- _TEXT SECTION_
======
A 2014 study released by the Centers for Disease Control and Prevention reported that about 12.3% of U.S. adults have diabetes, most of whom are Type 2. Type 2 diabetes is recognized as elevated levels of blood glucose due to reduced insulin sensitivity resulting from a poor diet with excess carbohydrates and a lack of exercise. Type 2 diabetes can cause nerve damage, blindness, heart attack and stroke, among many other issues.

“With Type 2 diabetes, your body can no longer make or use insulin, the hormone which helps the body regulate glucose levels,” Dr. Sheri Colberg, a professor of human movement sciences at Old Dominion University in Norfolk, Va., specializing in exercise as it relates to diabetes told the WSJ.

“Normally, insulin helps the body use glucose for energy. When this doesn’t happen, glucose ends up being stored in places like the abdomen, liver, pancreas” which puts immense strain on the body.

Based on Colberg’s findings, the most effective preventative actions against diabetes is proper diet and exercise. She claims that both cardio and strength training should be incorporated, but resistance training should be prioritized. This is because aging causes a loss in overall muscle mass, which is important to maintain for proper bodily functions.
======
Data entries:
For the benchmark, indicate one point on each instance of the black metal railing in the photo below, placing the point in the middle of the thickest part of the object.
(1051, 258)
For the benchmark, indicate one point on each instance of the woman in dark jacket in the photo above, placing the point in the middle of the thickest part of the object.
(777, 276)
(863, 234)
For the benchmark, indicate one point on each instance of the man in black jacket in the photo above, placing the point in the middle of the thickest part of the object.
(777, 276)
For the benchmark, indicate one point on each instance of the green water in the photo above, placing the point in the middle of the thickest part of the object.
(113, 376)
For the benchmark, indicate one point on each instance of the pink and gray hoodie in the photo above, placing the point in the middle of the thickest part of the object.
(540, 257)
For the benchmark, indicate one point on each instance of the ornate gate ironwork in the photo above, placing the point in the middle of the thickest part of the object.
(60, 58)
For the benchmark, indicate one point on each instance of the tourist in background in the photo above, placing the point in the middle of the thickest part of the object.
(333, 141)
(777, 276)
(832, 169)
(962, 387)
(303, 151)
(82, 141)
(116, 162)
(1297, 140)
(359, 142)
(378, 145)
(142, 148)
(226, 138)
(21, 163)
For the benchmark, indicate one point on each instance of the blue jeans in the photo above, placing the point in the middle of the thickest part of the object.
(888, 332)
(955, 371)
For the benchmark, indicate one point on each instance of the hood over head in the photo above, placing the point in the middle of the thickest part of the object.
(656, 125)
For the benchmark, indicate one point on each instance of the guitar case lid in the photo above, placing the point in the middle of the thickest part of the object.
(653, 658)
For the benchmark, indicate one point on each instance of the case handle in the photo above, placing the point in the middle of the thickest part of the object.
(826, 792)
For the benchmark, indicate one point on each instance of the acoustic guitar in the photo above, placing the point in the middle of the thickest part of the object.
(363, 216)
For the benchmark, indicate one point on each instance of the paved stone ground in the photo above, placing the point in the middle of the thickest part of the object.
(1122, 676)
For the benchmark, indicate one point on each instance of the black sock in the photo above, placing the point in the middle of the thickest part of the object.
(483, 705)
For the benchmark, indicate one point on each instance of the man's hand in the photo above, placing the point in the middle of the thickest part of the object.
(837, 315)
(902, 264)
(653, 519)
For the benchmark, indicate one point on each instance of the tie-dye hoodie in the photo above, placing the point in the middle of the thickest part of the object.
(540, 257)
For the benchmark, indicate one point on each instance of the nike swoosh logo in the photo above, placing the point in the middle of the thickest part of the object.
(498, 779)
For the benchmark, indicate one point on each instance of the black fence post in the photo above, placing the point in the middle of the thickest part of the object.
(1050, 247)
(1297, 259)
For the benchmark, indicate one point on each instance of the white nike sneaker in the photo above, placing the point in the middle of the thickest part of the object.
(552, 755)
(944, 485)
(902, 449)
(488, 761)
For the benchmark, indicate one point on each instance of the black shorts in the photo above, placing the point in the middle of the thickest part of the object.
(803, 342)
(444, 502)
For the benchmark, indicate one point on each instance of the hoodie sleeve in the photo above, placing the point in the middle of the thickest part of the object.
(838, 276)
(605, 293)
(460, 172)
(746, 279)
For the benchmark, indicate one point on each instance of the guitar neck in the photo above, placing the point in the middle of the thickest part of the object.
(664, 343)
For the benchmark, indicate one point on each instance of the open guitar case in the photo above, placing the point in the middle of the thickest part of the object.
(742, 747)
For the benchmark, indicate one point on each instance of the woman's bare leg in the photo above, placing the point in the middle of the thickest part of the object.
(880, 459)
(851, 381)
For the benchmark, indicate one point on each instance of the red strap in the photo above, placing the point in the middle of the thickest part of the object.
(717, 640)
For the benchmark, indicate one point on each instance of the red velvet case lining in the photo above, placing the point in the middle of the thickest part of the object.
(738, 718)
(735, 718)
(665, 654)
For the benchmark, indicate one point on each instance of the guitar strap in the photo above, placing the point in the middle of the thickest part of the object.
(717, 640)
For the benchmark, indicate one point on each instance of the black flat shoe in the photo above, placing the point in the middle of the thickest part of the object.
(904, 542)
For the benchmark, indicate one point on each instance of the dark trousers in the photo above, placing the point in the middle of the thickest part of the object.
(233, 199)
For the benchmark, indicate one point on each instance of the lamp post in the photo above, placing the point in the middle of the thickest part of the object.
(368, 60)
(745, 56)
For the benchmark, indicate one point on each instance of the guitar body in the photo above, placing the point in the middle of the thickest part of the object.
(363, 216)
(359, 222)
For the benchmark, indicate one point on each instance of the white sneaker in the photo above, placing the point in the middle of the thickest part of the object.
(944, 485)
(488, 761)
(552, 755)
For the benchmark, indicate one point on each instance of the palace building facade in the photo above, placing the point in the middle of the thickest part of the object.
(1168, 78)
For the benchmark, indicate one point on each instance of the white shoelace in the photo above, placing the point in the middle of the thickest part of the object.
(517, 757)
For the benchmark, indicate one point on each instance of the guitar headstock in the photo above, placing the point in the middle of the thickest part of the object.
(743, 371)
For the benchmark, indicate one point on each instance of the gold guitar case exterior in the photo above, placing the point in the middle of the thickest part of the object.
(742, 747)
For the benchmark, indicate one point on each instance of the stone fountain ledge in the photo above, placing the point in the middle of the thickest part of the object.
======
- _PROBLEMS TO SOLVE_
(a) List the health problems the diabetes passage says Type 2 diabetes can cause.
(b) Say whether each statement agrees with the diabetes passage, answering yes or no and quoting the words that decide it: (i) The CDC study found that about 12.3% of U.S. adults have diabetes. (ii) Colberg says cardio should be prioritized over resistance training. (iii) Colberg is a professor at Old Dominion University.
(c) In the diabetes passage, why should resistance training be given priority?
You won't need the rows for any of this.

- _EXPECTED OUTPUTS_
(a) Nerve damage, blindness, heart attack, stroke

(b)
(i) Yes: "about 12.3% of U.S. adults have diabetes"
(ii) No: "resistance training should be prioritized"
(iii) Yes: "a professor of human movement sciences at Old Dominion University"

(c) Because aging causes a loss in overall muscle mass, which is important to maintain for proper bodily functions.